=== Referring expression data ===

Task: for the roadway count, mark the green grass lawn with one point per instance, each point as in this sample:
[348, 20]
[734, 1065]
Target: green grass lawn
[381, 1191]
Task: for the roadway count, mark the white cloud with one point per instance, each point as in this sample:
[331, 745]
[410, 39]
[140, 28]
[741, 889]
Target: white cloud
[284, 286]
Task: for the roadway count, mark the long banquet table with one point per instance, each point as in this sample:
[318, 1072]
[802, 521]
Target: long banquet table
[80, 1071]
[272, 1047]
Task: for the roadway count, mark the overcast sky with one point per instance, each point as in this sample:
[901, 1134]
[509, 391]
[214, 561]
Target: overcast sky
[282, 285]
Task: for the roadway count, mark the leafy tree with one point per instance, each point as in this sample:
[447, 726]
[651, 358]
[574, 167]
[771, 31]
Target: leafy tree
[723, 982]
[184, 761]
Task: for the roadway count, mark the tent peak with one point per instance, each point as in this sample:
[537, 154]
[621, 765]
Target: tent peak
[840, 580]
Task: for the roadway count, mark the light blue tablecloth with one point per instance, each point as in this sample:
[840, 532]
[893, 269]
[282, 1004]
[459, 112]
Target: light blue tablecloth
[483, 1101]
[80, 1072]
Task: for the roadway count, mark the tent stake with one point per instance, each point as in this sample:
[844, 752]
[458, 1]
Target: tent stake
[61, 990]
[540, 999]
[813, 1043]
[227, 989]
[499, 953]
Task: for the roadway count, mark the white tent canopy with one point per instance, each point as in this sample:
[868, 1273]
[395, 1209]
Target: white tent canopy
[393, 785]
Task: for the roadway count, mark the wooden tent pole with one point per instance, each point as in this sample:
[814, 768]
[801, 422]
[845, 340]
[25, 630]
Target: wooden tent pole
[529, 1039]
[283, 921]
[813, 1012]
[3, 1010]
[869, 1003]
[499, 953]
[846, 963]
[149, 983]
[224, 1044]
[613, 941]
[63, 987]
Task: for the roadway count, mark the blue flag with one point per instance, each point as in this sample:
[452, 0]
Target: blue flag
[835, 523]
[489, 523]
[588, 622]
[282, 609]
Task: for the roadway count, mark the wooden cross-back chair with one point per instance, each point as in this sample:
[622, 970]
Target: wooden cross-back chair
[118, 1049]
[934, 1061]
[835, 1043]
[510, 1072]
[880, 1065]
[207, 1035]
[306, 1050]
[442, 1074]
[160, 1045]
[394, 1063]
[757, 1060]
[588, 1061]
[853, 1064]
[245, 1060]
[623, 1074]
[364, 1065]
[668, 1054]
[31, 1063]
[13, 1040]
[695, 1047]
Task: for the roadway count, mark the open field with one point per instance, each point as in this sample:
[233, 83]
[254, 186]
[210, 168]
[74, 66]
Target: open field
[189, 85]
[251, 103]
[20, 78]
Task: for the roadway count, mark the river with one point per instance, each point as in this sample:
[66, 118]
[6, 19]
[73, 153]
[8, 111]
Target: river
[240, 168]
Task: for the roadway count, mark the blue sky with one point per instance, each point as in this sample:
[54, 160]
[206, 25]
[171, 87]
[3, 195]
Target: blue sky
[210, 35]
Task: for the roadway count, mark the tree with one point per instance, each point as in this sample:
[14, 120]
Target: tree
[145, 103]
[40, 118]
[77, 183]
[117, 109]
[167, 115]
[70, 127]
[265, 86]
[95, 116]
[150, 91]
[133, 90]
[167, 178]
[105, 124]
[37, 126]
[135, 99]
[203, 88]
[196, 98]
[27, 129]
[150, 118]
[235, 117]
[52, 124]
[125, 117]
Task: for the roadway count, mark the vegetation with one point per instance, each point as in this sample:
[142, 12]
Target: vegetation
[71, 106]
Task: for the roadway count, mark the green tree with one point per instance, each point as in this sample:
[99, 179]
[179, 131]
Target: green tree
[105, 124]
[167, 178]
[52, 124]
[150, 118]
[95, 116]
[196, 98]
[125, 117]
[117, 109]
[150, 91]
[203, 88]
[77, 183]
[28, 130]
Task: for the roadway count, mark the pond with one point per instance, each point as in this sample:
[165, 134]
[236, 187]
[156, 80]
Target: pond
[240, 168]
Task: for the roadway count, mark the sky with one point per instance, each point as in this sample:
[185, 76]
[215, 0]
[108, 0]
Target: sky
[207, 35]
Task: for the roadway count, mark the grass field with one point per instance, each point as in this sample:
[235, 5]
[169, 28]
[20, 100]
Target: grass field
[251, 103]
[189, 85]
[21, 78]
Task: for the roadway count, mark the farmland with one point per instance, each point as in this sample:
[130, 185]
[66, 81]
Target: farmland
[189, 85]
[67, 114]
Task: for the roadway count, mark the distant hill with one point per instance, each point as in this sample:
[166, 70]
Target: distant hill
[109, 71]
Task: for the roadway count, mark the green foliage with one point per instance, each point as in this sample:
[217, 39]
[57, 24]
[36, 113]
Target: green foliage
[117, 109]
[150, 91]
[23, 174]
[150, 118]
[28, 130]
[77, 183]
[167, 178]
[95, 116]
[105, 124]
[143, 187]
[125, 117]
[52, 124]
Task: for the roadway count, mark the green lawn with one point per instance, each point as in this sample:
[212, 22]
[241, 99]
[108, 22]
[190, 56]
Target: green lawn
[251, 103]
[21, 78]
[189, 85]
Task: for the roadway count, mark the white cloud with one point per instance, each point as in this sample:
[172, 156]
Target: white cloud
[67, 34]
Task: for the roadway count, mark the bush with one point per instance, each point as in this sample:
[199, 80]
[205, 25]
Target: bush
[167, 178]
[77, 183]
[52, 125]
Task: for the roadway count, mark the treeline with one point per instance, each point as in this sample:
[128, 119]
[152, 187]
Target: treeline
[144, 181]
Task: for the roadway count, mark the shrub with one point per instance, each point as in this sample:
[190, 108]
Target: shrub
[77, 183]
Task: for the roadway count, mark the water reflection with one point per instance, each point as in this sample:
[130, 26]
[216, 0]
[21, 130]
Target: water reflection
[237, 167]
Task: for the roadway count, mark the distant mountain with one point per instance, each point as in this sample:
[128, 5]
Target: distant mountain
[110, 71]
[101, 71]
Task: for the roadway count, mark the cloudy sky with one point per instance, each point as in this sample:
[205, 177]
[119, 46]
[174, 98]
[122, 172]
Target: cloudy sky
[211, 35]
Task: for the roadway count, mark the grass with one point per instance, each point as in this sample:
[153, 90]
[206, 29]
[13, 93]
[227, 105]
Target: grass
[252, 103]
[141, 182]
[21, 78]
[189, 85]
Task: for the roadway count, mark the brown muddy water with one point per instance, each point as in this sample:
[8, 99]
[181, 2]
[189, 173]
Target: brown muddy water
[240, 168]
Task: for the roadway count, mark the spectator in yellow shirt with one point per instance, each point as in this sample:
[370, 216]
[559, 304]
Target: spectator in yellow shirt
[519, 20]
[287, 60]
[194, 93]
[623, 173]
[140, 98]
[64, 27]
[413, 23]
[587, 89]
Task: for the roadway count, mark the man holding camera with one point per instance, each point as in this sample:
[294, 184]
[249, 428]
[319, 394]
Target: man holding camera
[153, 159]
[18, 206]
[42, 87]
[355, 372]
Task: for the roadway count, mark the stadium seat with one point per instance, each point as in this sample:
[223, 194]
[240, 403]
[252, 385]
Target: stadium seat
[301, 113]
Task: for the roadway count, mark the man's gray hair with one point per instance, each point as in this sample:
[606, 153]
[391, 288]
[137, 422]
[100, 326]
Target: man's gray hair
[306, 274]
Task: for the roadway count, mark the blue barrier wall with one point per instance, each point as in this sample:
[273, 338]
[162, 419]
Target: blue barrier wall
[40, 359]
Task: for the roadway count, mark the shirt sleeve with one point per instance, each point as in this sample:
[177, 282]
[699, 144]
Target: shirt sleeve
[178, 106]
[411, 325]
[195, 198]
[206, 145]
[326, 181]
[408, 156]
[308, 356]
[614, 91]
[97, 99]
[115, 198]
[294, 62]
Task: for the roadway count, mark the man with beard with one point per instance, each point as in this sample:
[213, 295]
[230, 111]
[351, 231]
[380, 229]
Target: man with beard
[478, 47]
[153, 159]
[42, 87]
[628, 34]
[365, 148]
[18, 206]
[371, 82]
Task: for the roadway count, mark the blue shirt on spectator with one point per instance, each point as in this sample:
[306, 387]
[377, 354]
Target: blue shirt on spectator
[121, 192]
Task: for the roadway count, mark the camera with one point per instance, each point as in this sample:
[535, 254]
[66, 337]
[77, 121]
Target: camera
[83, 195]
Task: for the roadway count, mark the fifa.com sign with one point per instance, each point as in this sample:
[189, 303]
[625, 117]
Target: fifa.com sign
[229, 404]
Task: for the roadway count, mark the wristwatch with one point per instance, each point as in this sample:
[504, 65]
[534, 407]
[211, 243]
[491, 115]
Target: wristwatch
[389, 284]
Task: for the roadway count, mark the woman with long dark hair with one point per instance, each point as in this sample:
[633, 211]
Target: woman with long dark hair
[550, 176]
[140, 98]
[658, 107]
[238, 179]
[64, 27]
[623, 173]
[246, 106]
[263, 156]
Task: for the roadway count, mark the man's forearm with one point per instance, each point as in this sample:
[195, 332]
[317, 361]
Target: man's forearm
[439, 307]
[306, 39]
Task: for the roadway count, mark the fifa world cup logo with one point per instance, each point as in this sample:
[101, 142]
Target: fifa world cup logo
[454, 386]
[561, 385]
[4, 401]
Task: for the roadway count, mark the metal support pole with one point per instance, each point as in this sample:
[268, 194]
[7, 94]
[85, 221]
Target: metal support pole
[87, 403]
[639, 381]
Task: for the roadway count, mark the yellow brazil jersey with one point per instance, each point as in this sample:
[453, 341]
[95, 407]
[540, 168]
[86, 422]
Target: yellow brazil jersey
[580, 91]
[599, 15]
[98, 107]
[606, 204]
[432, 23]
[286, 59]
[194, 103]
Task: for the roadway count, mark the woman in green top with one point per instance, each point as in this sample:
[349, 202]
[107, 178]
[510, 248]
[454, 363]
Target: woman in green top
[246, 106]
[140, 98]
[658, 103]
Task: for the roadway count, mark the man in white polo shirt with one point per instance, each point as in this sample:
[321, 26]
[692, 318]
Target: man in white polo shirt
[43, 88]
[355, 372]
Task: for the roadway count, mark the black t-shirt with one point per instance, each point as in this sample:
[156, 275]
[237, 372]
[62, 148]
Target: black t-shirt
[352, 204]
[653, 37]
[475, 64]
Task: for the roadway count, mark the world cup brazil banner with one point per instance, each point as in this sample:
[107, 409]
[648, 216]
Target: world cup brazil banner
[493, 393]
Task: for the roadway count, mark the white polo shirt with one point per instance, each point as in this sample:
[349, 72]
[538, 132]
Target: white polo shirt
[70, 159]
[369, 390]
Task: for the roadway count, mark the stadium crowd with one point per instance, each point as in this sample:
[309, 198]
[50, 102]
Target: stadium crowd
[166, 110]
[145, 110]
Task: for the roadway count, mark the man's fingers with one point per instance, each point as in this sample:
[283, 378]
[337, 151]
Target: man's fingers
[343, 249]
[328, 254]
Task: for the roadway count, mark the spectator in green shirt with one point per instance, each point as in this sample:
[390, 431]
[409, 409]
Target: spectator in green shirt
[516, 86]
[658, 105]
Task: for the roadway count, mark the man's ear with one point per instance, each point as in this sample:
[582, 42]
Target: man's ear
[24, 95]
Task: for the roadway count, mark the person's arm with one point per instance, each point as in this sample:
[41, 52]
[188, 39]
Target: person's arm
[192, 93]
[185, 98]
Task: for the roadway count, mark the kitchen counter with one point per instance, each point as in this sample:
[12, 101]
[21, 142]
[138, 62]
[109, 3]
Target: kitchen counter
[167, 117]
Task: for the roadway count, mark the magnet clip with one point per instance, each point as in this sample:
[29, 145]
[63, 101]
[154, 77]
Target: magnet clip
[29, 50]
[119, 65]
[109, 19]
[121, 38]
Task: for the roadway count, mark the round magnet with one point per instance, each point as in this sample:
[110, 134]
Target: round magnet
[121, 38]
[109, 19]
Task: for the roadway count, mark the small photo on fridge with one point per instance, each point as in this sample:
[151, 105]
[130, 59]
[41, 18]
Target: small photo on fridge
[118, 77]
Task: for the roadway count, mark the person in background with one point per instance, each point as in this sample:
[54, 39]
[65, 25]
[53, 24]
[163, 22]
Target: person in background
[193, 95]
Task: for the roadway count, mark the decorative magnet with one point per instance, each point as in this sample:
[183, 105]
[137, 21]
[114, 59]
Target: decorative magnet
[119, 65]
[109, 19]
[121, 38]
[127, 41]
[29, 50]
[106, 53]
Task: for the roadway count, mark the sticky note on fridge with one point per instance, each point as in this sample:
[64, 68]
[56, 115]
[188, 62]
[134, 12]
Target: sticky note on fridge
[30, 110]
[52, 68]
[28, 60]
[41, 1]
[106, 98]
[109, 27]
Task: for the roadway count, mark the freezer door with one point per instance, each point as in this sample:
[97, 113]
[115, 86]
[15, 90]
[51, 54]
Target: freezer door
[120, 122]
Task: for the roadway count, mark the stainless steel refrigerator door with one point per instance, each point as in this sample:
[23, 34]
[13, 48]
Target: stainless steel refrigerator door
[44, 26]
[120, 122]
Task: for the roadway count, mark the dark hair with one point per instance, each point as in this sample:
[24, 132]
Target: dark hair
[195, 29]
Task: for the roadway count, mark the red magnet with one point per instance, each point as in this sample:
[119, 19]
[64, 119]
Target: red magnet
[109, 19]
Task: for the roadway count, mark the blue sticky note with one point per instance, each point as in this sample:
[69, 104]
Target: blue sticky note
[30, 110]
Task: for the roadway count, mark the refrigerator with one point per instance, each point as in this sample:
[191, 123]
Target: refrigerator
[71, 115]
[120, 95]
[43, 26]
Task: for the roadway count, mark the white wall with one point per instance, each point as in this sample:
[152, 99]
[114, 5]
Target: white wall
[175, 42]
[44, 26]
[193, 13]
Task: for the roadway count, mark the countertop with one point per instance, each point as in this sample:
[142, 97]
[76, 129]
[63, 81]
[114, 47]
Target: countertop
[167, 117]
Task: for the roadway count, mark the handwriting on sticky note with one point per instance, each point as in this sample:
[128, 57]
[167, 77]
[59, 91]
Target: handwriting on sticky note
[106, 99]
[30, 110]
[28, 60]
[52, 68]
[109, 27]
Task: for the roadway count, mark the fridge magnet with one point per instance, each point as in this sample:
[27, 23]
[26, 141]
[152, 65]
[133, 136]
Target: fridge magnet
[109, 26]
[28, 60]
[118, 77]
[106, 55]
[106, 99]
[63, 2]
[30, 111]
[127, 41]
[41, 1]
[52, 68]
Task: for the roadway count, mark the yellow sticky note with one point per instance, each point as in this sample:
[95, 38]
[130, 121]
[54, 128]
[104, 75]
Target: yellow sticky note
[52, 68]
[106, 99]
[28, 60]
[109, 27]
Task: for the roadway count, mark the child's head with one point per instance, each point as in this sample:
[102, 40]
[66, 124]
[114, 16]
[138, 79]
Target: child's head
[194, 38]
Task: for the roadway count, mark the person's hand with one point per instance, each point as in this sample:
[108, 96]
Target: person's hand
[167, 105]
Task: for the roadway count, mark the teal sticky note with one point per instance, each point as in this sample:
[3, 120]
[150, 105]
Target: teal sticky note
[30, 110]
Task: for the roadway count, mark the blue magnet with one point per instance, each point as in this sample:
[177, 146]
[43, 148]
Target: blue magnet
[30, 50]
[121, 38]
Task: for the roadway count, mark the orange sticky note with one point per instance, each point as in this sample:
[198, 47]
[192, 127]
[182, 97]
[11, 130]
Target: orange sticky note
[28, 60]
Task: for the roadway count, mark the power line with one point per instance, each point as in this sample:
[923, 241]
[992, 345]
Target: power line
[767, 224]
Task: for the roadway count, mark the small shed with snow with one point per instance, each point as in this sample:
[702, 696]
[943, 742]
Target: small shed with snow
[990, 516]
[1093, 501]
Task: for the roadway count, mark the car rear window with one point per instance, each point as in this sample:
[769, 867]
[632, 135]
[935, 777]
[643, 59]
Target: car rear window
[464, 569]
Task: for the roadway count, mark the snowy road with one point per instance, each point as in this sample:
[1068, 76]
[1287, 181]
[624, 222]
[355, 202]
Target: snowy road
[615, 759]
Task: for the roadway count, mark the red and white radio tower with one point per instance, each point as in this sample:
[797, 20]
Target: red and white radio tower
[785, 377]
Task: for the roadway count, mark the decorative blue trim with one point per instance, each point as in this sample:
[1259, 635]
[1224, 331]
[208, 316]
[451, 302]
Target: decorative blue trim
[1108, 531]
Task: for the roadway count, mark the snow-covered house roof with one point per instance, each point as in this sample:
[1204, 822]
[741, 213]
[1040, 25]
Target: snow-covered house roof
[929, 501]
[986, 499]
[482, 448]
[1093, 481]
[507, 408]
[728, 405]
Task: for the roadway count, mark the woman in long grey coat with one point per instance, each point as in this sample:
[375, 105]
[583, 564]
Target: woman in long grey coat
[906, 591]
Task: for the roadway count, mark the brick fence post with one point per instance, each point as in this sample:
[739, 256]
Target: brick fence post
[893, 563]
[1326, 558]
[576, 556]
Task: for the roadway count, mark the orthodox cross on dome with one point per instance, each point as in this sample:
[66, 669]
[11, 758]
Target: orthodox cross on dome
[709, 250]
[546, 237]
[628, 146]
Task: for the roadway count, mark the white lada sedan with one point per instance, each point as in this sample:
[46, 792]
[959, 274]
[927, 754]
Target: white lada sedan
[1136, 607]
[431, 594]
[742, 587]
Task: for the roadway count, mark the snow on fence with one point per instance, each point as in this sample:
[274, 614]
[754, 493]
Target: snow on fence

=== What the exercise asks ===
In the entries above, find the line with "Target: blue barrier wall" and the line with "Task: for the roadway count, mark the yellow brazil", then restate word for word both of them and every line between, with nothing more.

=== The completed task ===
Target: blue barrier wall
[40, 359]
Task: for the roadway count, mark the shirt sleeve with one point per instance, each point as in this sample:
[177, 282]
[699, 144]
Target: shirt sleeve
[178, 106]
[411, 325]
[195, 198]
[206, 145]
[326, 181]
[408, 156]
[308, 356]
[614, 91]
[97, 99]
[115, 198]
[294, 62]
Task: for the roadway count, mark the man with beard with one point per instance, each point as in this sample:
[213, 295]
[230, 111]
[351, 231]
[380, 229]
Target: man with beard
[478, 47]
[153, 159]
[42, 87]
[628, 34]
[365, 148]
[18, 206]
[371, 82]
Task: for the roadway count, mark the blue shirt on spectator with one point per instance, each point as in this sample:
[306, 387]
[377, 354]
Target: blue shirt on spectator
[121, 192]
Task: for the roadway count, mark the camera with one point per instance, each point as in this sample:
[535, 254]
[66, 337]
[77, 121]
Target: camera
[83, 195]
Task: for the roadway count, mark the fifa.com sign with one point per instance, each point as in this sample:
[189, 303]
[625, 117]
Target: fifa.com sign
[229, 404]
Task: for the roadway count, mark the wristwatch with one point per instance, each point as in this sample:
[504, 65]
[534, 407]
[211, 243]
[491, 115]
Target: wristwatch
[389, 284]
Task: for the roadway count, mark the woman with long dark hair with one point per instance, each point as in this sample:
[633, 211]
Target: woman with long dark hair
[550, 176]
[140, 98]
[658, 107]
[238, 179]
[64, 27]
[623, 173]
[246, 106]
[263, 156]
Task: for the roadway count, mark the man's forearm with one point per instance, each point as in this sample:
[195, 332]
[317, 361]
Target: man's forearm
[439, 307]
[306, 39]
Task: for the roadway count, mark the fifa world cup logo with one point per instance, each point as in this sample:
[101, 142]
Target: fifa world cup logo
[454, 386]
[561, 385]
[4, 401]
Task: for the roadway count, mark the metal support pole with one point per instance, each point as in this sample:
[268, 194]
[7, 94]
[85, 221]
Target: metal support pole
[87, 403]
[639, 381]
Task: for the roadway count, mark the yellow brazil jersey with one point per instance, each point as in this sample:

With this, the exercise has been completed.